--- Start ---

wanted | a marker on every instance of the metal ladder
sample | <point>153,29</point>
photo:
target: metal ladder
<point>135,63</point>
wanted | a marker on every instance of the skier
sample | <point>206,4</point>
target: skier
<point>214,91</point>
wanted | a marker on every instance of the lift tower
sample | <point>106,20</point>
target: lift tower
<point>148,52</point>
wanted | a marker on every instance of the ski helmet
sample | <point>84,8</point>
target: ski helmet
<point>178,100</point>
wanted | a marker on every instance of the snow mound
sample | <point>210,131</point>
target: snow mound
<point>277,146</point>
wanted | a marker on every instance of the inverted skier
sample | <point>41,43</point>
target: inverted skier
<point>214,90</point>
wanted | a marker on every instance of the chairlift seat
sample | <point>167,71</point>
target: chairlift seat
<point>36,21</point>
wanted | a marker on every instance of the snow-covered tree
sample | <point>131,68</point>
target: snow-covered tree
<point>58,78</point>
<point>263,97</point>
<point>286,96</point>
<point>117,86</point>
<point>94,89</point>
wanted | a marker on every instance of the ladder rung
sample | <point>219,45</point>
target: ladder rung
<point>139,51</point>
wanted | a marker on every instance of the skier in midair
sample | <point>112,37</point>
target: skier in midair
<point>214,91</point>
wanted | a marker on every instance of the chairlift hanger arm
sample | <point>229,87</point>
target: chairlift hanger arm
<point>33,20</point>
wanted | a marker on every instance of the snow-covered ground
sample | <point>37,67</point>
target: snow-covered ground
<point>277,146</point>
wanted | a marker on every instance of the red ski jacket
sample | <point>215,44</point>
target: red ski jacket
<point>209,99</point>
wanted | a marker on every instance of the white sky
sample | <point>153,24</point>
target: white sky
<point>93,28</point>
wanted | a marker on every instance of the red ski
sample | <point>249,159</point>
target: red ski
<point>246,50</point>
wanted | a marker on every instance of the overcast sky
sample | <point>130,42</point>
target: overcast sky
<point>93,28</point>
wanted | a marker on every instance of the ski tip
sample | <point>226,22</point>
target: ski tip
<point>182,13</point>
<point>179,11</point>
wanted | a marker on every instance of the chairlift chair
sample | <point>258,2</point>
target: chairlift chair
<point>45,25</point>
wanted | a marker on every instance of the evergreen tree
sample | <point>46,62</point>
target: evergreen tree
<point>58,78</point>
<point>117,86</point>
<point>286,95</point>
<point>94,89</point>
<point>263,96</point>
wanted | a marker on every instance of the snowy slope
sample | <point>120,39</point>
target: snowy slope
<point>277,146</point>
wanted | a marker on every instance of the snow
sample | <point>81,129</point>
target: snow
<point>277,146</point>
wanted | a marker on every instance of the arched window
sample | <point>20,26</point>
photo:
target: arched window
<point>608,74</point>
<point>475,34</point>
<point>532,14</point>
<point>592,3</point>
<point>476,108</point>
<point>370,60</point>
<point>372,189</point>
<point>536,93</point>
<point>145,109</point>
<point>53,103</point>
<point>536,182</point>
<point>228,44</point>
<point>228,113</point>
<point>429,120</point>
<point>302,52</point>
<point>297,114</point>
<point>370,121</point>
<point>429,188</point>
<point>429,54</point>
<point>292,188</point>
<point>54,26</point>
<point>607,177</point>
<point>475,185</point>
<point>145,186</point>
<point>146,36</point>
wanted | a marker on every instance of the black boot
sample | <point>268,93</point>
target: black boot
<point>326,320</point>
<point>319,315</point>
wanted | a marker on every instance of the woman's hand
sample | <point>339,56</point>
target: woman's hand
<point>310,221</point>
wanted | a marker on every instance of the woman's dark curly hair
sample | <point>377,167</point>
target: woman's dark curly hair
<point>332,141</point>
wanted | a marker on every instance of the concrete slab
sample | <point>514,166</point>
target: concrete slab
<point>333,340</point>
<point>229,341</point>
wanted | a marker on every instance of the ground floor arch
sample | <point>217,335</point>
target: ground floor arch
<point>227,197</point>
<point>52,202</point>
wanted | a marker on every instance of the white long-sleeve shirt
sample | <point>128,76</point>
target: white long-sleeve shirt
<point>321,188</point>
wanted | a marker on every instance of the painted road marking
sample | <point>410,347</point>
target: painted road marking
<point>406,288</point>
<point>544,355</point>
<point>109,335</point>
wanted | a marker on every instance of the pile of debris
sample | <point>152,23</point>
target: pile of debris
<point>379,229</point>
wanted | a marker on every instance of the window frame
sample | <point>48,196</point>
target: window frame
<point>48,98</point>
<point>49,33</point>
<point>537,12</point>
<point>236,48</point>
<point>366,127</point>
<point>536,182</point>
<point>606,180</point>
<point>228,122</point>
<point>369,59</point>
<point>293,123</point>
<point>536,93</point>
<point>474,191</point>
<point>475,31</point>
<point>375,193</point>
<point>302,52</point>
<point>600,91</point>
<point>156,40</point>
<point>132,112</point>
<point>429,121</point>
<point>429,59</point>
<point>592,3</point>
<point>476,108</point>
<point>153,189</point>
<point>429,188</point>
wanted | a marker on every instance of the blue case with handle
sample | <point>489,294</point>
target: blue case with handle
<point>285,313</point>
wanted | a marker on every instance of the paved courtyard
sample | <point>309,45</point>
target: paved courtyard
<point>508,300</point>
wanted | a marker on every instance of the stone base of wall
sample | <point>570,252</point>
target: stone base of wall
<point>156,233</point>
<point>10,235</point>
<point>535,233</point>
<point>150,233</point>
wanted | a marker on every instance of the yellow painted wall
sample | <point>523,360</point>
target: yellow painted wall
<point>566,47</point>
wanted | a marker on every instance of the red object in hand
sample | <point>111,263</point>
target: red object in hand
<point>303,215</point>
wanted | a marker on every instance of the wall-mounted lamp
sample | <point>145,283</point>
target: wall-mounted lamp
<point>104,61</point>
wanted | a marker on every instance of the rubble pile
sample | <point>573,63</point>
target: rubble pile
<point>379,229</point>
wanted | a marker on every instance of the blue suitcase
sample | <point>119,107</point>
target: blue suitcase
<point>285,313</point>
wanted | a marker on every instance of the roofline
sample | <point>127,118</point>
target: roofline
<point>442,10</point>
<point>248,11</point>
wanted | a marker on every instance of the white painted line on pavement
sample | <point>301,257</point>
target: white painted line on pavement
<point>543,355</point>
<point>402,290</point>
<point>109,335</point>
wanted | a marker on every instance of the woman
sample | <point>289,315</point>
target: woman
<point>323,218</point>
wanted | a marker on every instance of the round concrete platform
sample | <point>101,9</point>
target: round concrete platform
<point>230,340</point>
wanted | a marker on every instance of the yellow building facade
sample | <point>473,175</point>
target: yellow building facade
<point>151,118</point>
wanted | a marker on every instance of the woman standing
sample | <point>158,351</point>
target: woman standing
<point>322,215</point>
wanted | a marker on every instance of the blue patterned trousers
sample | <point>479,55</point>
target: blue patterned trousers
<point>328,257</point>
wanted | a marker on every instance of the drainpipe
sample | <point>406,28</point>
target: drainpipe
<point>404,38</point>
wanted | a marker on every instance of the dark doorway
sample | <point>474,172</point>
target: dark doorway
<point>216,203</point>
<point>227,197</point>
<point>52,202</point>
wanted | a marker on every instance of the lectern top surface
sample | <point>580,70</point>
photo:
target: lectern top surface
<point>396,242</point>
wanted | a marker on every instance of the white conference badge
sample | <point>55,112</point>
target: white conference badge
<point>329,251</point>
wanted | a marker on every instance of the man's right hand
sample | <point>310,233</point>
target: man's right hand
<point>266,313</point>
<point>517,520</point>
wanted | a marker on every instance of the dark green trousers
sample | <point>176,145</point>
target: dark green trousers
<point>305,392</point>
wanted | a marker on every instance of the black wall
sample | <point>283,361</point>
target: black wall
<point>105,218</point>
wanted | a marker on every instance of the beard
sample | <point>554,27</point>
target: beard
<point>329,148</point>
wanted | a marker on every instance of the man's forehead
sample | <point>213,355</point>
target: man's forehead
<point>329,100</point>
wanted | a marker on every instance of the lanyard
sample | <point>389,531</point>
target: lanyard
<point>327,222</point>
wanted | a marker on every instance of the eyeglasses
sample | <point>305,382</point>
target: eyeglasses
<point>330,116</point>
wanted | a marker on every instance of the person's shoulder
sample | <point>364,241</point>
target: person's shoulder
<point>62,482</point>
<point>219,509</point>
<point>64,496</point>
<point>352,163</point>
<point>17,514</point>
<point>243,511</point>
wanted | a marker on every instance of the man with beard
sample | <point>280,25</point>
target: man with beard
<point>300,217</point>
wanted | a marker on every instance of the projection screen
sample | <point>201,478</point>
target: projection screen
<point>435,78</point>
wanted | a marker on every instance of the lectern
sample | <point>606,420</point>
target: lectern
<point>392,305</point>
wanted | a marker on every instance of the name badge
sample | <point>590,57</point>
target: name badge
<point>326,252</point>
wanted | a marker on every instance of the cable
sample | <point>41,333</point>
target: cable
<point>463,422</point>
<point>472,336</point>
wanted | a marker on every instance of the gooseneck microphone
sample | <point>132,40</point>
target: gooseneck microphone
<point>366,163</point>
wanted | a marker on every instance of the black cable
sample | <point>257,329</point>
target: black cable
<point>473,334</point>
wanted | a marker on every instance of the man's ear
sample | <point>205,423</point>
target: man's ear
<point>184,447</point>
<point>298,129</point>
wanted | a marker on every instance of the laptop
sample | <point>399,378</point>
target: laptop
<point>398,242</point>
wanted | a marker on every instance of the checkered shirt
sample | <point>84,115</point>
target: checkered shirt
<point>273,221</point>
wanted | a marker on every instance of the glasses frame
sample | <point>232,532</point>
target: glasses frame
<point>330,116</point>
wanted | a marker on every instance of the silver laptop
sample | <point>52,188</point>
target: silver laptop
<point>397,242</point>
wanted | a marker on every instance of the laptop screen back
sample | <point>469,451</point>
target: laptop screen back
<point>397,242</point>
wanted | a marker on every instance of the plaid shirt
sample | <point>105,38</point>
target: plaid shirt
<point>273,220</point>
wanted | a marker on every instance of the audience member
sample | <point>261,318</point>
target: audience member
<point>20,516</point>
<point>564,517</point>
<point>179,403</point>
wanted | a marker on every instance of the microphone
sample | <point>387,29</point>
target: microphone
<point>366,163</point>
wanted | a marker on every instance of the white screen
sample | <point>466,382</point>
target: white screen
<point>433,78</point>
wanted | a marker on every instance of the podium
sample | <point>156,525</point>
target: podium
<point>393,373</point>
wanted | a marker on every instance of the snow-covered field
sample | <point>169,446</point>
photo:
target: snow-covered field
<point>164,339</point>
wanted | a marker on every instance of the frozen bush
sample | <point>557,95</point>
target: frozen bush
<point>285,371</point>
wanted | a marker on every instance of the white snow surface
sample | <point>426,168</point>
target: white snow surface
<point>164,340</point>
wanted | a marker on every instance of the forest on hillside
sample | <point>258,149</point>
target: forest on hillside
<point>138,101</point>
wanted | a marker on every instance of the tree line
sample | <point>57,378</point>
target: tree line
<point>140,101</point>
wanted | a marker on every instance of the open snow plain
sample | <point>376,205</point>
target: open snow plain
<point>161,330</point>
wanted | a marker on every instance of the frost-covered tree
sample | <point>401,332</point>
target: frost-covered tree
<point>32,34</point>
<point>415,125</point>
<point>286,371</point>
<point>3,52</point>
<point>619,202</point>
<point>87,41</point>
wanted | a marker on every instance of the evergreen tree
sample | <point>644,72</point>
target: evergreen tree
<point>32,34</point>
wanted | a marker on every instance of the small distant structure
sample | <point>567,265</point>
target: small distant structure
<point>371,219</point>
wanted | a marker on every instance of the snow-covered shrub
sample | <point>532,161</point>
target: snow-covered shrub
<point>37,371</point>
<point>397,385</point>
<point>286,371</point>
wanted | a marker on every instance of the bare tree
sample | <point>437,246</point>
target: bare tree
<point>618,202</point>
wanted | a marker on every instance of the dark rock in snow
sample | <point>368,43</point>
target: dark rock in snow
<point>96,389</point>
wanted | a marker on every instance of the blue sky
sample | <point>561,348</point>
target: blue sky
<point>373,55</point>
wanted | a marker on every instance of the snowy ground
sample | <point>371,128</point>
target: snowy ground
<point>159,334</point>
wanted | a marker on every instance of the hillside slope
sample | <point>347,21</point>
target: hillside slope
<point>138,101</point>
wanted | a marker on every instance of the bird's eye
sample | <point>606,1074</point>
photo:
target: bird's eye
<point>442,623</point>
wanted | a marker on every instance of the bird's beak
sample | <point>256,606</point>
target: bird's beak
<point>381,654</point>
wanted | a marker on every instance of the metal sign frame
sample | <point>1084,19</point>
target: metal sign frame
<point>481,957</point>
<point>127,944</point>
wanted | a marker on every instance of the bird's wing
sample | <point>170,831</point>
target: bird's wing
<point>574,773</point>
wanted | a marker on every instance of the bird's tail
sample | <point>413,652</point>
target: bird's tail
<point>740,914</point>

--- End ---

> [Task to complete] Copy the material starting at the line that contains "wanted | a marker on every instance of the white screen" and ending at the line that contains "<point>161,330</point>", substituting "pin" for each "marker" and leaving everything else unchanged.

> [Completed exercise]
wanted | a pin on every instance of the white screen
sample | <point>466,382</point>
target: white screen
<point>433,78</point>
wanted | a pin on every instance of the podium
sample | <point>156,525</point>
target: podium
<point>393,373</point>
wanted | a pin on every instance of the snow-covered field
sample | <point>169,446</point>
photo:
target: snow-covered field
<point>164,339</point>
wanted | a pin on every instance of the frozen bush
sample | <point>557,95</point>
target: frozen bush
<point>285,371</point>
wanted | a pin on every instance of the white snow surface
sample | <point>426,168</point>
target: white snow surface
<point>164,340</point>
wanted | a pin on every instance of the forest on hillside
sample | <point>258,149</point>
target: forest on hillside
<point>138,101</point>
wanted | a pin on every instance of the tree line
sample | <point>57,378</point>
target: tree line
<point>140,101</point>
wanted | a pin on every instance of the open snow plain
sample | <point>376,205</point>
target: open snow plain
<point>161,330</point>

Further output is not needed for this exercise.